> Aufgabenstellung:
A - Beantworte diese Fragen zum Text über die oberschwäbische Eisenbahn:
(i) Wie viele fahrplanmäßige Züge liefen im September 1910 täglich zwischen Ravensburg und Friedrichshafen?
(ii) Womit heizte man die Lokomotiven auf der oberschwäbischen Linie anfangs?
(iii) Welche Strecke war die erste württembergische Bahnstrecke?
B - Setze den Text über die oberschwäbische Eisenbahn nach seinem letzten Satz fort.

> Extrahierter Text:

Gegenüber den bescheidenen Verkehrsverhältnissen, wie sie vor sechs Jahrzehnten in der Säuglingsperiode unserer Eisenbahnen statthatten, möge erwähnt werden, daß gegenwärtig, September 1910, täglich zwischen Ravensburg und Friedrichshafen 41 fahrplanmäßige tägliche Züge laufen.[3] Entsprechend dem noch wenig entwickelten Verkehr war die bauliche Anlage und die Ausstattung der Bahn erheblich einfacher als gegenwärtig, und schienengleiche Straßenübergänge haben sich, selbst an Punkten mit sehr starkem Landstraßenverkehr, noch bis in die letzten Jahre erhalten. Die Lokomotiven heizte man auf der oberschwäbischen Linie anfänglich jahrelang nicht mit mineralischen Brennstoffen, sondern mit Forchenholz, von dem man 1848 täglich 3/4 württembergische Klafter verbrauchte.


  1. [S. 19, Anm. 1:] Im Sommer 1845, während die erste württembergische Bahnstrecke, nämlich Kannstadt–Eßlingen, sich ihrer Fertigstellung näherte, entschloß sich die Regierung auf Andrängen der oberschwäbischen Städte und der Abgeordnetenkammer, gleichzeitig auch die Linie Ulm–Friedrichshafen in Angriff zu nehmen, weil man besorgte, daß sonst dem württembergischen Oberland der vorteilhafte Absatz seiner landwirtschaftlichen Erzeugnisse durch die Konkurrenz des Getreides der bayrischen Donaugegenden möchte entzogen werden, mit Hilfe der damals ebenfalls schon geplanten bayrischen Eisenbahn von Augsburg nach Lindau. Überhaupt versprach man sich in Württemberg für die künftige Gestaltung des Verkehrs große Vorteile, wenn jenes der erste Staat sein werde, der den Bodensee mit der Eisenbahn erreiche. Nun ist zwar bei diesem Wettrennen Württemberg in der Tat als erstes am Ziel angekommen; allein die Erwartung, daß ihm damit der Löwenanteil an dem Transitverkehr auch für die Zukunft gesichert sei, hat sich nicht verwirklicht.

> Einträge im Datensatz:
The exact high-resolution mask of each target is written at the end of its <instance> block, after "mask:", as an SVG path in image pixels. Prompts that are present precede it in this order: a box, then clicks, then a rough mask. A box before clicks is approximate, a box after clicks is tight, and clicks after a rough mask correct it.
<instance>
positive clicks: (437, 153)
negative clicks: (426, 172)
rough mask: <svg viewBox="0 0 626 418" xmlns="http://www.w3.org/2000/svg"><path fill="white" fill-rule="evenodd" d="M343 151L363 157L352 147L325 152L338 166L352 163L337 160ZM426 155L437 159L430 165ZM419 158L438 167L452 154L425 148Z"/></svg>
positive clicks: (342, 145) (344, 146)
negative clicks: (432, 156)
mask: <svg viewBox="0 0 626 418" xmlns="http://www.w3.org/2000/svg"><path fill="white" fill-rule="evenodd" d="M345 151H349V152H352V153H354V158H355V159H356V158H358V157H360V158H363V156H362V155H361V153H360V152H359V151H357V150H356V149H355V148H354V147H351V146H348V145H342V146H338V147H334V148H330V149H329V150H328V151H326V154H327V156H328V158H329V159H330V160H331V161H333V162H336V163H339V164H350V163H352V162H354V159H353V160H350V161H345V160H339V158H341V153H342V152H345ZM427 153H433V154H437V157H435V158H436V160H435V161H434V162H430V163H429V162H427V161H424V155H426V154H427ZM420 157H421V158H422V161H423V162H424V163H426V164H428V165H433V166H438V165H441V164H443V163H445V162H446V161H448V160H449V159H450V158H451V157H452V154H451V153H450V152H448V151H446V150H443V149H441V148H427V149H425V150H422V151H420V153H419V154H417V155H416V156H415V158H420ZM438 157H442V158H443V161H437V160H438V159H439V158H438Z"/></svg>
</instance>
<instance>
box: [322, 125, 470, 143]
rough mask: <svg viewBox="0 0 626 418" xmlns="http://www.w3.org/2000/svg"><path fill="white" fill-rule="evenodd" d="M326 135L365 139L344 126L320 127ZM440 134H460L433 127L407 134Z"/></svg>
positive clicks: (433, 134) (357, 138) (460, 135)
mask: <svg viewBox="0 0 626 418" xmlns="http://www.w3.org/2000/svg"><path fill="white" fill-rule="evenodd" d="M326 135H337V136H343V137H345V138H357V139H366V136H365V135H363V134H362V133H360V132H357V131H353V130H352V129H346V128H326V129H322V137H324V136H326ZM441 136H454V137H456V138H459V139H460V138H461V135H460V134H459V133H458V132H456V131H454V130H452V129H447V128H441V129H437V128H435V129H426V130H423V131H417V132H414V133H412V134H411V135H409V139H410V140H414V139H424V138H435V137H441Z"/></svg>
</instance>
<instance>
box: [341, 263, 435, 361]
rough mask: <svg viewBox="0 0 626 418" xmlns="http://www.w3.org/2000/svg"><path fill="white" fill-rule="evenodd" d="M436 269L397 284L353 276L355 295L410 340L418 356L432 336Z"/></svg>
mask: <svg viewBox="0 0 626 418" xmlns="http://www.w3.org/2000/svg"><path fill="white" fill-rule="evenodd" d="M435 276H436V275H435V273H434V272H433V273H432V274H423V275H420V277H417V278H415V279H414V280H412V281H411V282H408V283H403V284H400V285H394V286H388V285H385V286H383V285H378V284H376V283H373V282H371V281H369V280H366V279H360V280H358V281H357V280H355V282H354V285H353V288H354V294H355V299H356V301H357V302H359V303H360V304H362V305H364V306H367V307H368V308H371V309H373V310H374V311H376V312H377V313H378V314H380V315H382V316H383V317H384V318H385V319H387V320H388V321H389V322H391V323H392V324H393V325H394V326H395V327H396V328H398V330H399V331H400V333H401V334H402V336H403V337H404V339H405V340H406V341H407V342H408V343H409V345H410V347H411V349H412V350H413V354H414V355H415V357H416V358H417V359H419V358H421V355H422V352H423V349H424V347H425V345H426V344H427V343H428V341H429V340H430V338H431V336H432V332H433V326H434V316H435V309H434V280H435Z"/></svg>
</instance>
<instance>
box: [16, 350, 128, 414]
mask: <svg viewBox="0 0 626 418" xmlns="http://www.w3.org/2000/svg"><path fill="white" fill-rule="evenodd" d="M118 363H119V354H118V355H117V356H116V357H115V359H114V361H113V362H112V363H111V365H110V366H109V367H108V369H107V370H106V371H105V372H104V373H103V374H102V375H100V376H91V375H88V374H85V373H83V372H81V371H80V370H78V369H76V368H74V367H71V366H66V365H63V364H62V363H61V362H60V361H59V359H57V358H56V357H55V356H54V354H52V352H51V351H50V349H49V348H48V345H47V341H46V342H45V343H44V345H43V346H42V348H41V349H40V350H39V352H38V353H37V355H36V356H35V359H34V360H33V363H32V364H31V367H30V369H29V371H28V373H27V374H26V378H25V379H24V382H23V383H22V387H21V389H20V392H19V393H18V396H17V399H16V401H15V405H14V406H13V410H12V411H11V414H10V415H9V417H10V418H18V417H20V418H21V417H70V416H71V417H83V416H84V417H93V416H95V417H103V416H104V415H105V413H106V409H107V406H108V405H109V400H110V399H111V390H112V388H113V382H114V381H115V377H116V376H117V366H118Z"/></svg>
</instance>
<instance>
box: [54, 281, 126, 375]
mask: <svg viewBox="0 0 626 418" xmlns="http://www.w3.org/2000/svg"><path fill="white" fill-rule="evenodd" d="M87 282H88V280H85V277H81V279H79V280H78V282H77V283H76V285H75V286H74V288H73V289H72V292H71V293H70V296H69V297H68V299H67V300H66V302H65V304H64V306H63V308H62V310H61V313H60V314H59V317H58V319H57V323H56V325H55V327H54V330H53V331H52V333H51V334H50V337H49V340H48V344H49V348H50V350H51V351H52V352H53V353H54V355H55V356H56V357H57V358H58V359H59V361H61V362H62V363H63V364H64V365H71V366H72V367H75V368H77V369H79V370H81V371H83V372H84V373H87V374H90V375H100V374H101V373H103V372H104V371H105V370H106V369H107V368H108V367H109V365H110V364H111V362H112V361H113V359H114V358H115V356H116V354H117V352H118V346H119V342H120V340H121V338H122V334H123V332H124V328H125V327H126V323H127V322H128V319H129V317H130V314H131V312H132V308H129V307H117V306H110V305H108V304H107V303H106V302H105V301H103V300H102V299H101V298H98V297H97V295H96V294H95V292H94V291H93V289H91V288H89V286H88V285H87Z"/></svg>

> Lösungen der Aufgaben:
A -
(i) Es waren 41 Züge.
(ii) Man heizte sie mit Forchenholz.
(iii) Die erste Strecke war Kannstadt–Eßlingen.

B -
  2. [S. 19, Anm. 2:] Die schwäbische Chronik vom 15. und 16. Oktober 1846 enthält die älteste Personentransportordnung.
  3. [S. 19, Anm. 3:] 8 Schnell-, 5 Eil-, 13 Personenzüge, 4 Triebwagen, 3 Züge mit Personen- und Güterbeförderung, 8 Eil-, Stück- und gewöhnliche Güterzüge. Dazu kommen noch 3 Sonntagspersonenzüge und 2 Bedarfsgüterzüge.